**Given task:**
Convert the items below into a two-column CSV headed prompt_text and answer_text, one row per item, with each item's text and its answer each in a single quoted field and line breaks replaced by spaces. Omit the pictures.

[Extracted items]
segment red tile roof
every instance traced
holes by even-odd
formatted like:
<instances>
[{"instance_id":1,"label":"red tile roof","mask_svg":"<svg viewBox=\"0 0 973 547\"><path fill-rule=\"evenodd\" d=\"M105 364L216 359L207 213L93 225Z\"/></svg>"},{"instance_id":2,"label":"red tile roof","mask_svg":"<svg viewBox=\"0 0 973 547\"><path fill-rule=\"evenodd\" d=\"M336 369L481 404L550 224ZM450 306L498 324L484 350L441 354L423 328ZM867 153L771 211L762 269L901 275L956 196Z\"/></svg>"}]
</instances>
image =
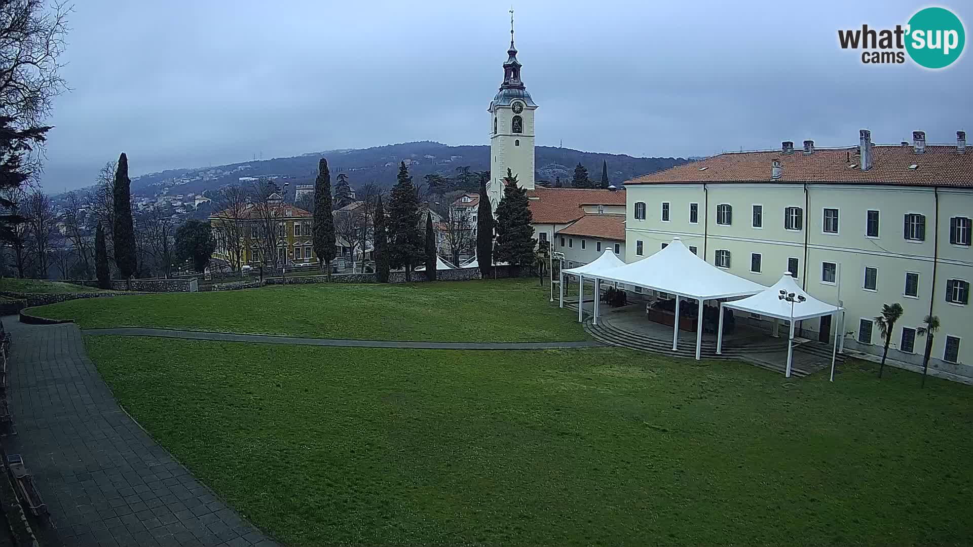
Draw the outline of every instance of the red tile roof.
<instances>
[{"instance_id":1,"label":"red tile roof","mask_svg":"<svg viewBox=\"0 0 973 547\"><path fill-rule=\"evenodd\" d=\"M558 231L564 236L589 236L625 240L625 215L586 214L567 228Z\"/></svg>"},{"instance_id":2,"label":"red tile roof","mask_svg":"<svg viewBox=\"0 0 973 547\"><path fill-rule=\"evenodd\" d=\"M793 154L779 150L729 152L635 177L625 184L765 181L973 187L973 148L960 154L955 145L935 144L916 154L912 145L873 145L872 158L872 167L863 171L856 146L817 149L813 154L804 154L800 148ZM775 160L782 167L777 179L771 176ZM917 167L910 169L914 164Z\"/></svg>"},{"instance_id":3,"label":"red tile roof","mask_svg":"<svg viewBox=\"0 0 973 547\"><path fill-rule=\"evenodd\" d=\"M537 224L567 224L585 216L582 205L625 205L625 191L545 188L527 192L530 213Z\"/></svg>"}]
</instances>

**Reply:**
prompt_text,answer_text
"segment red tile roof every instance traced holes by even-odd formatted like: <instances> [{""instance_id"":1,""label"":""red tile roof"",""mask_svg"":""<svg viewBox=\""0 0 973 547\""><path fill-rule=\""evenodd\"" d=\""M105 364L216 359L207 213L93 225Z\""/></svg>""},{""instance_id"":2,""label"":""red tile roof"",""mask_svg"":""<svg viewBox=\""0 0 973 547\""><path fill-rule=\""evenodd\"" d=\""M336 369L481 404L550 224ZM450 306L498 324L484 350L441 354L423 328ZM867 153L771 211L762 269L901 275L956 196Z\""/></svg>""}] </instances> image = Draw the outline of every instance of the red tile roof.","<instances> [{""instance_id"":1,""label"":""red tile roof"",""mask_svg"":""<svg viewBox=\""0 0 973 547\""><path fill-rule=\""evenodd\"" d=\""M558 231L564 236L589 236L625 240L625 215L586 214L567 228Z\""/></svg>""},{""instance_id"":2,""label"":""red tile roof"",""mask_svg"":""<svg viewBox=\""0 0 973 547\""><path fill-rule=\""evenodd\"" d=\""M793 154L779 150L729 152L635 177L625 184L765 181L973 187L973 148L960 154L955 145L935 144L916 154L912 145L873 145L872 158L872 167L863 171L856 146L817 149L813 154L804 154L800 148ZM775 160L782 167L777 179L771 176ZM917 167L910 169L914 164Z\""/></svg>""},{""instance_id"":3,""label"":""red tile roof"",""mask_svg"":""<svg viewBox=\""0 0 973 547\""><path fill-rule=\""evenodd\"" d=\""M537 224L567 224L585 216L582 205L625 205L625 191L545 188L527 192L530 213Z\""/></svg>""}] </instances>"